■ The problem ■
Find every line in the records below that contains the word "long", treating uppercase and lowercase as distinct, and copy each such line.

Records of labeled points:
^^^^^^^^
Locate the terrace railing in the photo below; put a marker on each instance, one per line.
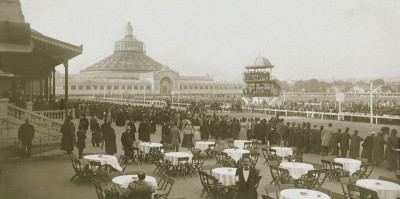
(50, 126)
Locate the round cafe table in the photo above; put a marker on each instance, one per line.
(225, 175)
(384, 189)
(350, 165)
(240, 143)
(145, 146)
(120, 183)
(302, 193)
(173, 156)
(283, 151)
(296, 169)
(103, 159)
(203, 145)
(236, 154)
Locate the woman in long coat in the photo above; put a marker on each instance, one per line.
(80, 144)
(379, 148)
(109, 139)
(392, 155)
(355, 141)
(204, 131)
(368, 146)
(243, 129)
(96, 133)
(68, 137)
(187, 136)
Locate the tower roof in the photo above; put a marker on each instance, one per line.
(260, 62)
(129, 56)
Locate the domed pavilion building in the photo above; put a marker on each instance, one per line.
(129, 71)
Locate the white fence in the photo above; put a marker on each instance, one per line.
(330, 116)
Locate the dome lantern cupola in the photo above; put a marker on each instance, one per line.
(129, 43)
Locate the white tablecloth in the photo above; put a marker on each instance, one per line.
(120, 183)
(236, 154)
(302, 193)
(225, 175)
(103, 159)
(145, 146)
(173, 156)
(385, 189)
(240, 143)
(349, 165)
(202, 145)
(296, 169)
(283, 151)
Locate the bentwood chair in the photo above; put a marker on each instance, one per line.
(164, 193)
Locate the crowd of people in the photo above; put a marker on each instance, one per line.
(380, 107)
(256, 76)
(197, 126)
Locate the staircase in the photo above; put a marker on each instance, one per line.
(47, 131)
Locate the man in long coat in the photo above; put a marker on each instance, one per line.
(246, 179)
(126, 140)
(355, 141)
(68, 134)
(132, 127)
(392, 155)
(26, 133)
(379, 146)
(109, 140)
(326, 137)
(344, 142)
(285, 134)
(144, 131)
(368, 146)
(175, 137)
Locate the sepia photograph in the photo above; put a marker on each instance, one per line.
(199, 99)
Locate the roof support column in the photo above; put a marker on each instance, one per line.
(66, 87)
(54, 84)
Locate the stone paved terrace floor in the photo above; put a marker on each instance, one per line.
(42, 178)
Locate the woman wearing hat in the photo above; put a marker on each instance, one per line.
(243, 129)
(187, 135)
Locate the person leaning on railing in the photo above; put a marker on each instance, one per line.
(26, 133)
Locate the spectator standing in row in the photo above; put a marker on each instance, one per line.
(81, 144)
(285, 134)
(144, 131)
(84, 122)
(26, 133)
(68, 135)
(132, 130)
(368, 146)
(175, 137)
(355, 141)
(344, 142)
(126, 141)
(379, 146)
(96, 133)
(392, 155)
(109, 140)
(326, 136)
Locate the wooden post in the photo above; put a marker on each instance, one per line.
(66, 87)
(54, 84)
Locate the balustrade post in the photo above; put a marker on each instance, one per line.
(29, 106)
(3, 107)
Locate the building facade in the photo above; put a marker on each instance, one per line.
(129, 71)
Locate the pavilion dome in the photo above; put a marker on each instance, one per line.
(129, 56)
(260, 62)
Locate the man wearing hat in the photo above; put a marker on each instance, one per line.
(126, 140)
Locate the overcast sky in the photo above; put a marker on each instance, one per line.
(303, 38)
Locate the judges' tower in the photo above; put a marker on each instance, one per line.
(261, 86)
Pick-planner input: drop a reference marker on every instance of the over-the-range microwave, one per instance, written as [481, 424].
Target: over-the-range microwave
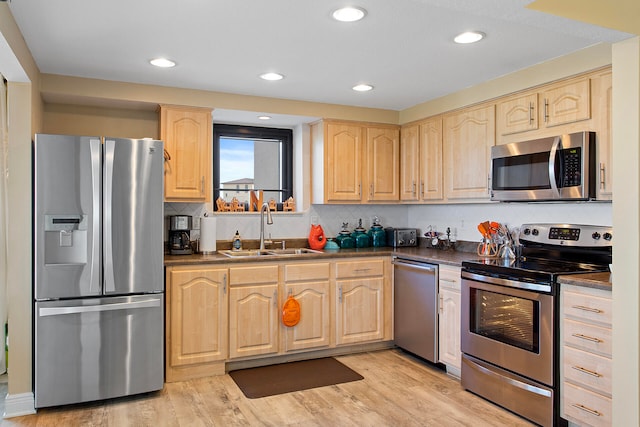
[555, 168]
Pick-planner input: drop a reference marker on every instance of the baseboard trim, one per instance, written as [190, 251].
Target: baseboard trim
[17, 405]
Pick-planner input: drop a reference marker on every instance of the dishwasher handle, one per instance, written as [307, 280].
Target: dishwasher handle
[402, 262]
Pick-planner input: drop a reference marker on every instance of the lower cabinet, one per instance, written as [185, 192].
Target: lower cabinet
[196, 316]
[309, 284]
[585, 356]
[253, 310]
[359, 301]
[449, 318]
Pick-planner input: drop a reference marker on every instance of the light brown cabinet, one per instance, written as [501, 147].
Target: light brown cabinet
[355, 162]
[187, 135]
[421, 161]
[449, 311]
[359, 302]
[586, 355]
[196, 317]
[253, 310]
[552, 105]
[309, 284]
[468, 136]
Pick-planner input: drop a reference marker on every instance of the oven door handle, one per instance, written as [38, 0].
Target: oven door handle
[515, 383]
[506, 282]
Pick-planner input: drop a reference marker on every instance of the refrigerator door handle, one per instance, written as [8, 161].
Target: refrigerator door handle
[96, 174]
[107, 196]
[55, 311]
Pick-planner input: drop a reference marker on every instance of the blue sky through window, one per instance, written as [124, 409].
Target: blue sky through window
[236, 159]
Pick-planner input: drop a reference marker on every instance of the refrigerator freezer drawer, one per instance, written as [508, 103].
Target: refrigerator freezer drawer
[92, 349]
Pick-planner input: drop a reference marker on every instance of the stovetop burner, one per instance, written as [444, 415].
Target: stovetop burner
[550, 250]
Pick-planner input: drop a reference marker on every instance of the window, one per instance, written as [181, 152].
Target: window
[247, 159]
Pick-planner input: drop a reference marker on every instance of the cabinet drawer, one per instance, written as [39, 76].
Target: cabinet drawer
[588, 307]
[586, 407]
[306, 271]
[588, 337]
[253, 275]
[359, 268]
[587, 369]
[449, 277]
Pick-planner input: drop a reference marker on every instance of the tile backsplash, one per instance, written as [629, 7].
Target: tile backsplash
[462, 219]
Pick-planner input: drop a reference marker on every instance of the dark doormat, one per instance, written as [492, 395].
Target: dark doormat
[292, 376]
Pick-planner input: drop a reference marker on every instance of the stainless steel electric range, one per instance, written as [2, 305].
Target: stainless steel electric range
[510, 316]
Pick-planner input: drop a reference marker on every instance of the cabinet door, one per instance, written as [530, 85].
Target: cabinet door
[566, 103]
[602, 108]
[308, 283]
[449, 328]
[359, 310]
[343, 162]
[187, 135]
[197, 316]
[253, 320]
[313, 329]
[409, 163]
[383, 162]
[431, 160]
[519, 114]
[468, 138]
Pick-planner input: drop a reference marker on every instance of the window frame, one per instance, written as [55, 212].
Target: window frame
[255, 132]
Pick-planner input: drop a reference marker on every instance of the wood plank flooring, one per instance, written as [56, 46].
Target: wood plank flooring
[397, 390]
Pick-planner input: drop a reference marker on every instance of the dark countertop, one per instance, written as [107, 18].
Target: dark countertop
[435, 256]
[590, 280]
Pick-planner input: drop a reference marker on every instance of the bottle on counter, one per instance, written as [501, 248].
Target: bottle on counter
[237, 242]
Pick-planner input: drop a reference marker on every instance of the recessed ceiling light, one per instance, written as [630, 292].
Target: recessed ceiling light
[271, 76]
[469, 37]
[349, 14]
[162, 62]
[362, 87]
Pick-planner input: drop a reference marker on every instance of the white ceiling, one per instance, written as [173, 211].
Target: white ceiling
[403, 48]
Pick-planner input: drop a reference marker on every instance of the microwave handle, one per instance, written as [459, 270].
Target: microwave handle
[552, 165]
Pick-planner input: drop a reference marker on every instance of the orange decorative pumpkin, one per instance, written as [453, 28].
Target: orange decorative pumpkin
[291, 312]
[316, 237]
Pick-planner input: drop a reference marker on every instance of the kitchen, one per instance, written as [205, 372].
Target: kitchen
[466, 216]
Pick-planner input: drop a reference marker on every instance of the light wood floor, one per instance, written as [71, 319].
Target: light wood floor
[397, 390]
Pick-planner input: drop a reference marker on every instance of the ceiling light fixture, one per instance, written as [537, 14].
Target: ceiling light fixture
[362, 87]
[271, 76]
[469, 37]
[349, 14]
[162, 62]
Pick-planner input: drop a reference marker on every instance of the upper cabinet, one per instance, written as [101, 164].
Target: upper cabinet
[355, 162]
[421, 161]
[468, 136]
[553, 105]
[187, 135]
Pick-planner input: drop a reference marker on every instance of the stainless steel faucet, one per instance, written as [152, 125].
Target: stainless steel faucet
^^^^^^^^
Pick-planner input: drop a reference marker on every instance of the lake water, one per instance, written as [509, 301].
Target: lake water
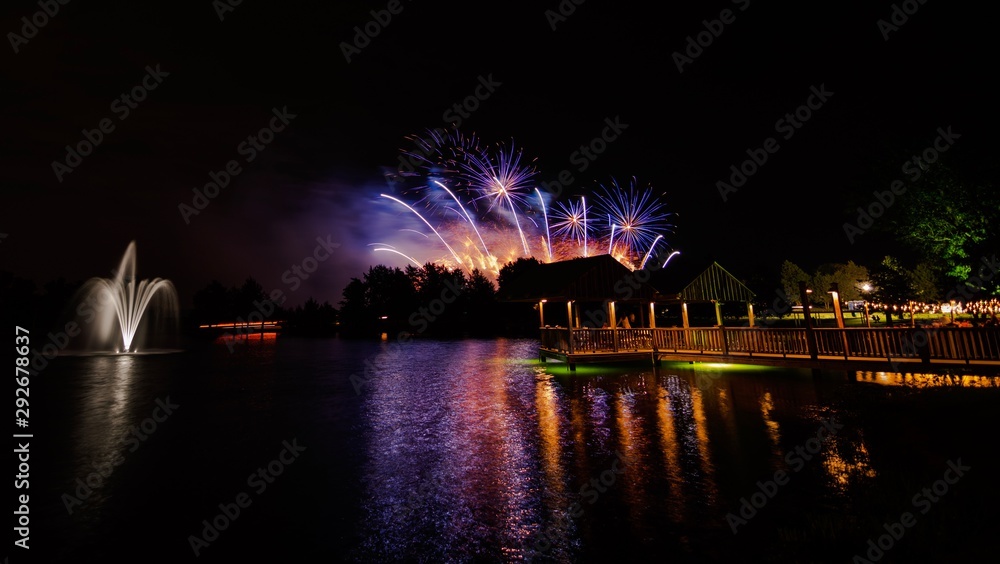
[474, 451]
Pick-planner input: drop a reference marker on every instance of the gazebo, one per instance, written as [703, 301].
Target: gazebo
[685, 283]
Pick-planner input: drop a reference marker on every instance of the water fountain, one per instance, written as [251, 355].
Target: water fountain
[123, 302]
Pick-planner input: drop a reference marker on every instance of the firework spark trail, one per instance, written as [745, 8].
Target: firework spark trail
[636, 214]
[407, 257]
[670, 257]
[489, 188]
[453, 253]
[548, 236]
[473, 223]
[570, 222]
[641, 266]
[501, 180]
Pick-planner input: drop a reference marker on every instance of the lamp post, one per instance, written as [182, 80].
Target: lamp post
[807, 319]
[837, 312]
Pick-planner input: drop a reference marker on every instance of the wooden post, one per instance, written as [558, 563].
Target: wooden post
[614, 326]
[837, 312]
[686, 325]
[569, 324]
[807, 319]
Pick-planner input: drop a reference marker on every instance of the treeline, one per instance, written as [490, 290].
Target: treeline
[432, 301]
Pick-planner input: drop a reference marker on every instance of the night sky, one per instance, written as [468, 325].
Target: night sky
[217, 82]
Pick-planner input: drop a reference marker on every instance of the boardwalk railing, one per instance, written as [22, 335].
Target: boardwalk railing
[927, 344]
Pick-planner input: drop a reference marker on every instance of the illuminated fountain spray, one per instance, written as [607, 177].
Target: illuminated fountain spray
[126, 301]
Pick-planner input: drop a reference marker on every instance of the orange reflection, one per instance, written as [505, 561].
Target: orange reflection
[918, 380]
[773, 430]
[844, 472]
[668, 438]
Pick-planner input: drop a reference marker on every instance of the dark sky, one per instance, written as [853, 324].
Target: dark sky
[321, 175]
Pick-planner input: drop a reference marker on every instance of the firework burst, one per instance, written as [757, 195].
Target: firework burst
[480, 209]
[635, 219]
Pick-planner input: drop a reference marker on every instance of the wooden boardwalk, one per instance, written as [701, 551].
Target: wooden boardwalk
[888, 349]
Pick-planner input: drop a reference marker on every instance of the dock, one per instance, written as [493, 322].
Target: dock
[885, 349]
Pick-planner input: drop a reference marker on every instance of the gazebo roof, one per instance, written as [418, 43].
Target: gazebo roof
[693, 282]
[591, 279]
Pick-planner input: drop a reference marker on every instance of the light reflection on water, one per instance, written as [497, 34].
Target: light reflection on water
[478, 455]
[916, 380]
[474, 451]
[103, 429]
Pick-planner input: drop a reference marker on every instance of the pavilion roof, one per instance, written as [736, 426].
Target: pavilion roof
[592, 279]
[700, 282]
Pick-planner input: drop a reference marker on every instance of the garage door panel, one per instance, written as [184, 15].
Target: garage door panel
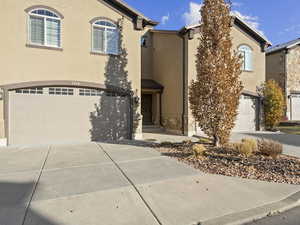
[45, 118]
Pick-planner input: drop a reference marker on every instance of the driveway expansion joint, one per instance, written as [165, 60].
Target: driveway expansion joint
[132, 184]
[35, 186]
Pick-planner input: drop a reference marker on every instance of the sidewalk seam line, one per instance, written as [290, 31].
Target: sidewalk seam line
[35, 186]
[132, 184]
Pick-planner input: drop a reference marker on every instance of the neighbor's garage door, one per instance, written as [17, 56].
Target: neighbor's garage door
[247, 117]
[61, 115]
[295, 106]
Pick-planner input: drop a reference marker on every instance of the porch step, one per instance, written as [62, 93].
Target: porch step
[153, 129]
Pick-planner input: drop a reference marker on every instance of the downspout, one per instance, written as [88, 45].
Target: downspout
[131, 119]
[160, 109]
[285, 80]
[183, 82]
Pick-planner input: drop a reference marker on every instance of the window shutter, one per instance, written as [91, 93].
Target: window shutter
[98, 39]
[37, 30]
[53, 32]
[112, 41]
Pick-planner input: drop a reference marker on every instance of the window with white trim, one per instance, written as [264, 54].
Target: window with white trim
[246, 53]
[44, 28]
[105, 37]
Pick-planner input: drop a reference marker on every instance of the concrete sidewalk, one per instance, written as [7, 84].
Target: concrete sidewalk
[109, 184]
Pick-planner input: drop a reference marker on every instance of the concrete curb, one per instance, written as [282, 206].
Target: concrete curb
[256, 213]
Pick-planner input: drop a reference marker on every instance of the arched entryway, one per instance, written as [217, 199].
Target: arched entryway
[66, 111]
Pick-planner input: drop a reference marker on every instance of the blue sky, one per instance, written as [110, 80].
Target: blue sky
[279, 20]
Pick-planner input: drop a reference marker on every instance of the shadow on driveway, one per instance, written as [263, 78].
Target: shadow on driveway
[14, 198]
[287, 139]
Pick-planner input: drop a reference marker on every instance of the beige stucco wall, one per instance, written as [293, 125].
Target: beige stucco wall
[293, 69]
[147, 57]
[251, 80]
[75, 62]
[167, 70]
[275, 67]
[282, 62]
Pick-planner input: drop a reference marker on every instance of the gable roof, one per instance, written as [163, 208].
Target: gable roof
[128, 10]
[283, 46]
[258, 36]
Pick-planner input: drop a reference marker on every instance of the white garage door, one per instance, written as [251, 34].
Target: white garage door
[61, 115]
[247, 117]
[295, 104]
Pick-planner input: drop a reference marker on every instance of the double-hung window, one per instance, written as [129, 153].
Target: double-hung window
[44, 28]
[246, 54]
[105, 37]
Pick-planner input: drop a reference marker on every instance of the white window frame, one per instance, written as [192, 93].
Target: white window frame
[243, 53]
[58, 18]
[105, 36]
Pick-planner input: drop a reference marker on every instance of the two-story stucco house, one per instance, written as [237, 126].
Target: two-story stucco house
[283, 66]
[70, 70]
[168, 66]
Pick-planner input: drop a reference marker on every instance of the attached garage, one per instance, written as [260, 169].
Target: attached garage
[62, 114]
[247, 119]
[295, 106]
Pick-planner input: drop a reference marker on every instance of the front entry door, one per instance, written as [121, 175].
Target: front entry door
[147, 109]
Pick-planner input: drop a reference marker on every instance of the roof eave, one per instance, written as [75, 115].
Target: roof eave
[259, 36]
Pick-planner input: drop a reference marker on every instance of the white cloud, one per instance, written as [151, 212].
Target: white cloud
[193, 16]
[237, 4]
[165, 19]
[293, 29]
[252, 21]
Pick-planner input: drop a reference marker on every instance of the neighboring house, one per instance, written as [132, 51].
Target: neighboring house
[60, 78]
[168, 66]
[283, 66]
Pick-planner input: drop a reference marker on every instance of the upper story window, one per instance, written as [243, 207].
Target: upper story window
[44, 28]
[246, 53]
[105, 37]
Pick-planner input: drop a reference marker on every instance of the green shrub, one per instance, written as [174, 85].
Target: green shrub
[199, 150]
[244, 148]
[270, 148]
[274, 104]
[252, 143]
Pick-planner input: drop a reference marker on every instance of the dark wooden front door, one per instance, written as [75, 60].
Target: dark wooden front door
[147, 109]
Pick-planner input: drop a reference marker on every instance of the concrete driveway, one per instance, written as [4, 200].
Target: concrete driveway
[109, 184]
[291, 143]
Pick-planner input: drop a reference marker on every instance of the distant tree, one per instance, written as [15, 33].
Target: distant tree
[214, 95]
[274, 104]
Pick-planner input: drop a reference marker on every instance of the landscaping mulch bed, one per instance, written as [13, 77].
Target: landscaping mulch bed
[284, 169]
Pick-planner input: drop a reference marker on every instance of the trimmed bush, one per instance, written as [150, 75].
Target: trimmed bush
^^^^^^^^
■ Solved exercise ■
Locate the woman in long coat in the photo above; put a marker on each instance, one per line.
Locate the man in long coat in the photo above; put a marker on each instance, one per line.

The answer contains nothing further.